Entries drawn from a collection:
>> Start

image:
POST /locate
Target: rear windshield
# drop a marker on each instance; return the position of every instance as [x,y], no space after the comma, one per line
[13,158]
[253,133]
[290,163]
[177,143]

>> End

Please give every line of the data above as a Markdown table, with the row number under "Row" and the line under "Line", leaving out any blank lines.

(COMPLETE RESPONSE):
| Row | Line |
|---|---|
| 1 | image: |
| 2 | POST /locate |
| 3 | Target: rear windshield |
| 4 | # drop a marker on each instance; return the position of every instance as [x,y], no space after the comma, one per line |
| 5 | [13,158] |
| 6 | [253,133] |
| 7 | [290,163] |
| 8 | [177,143] |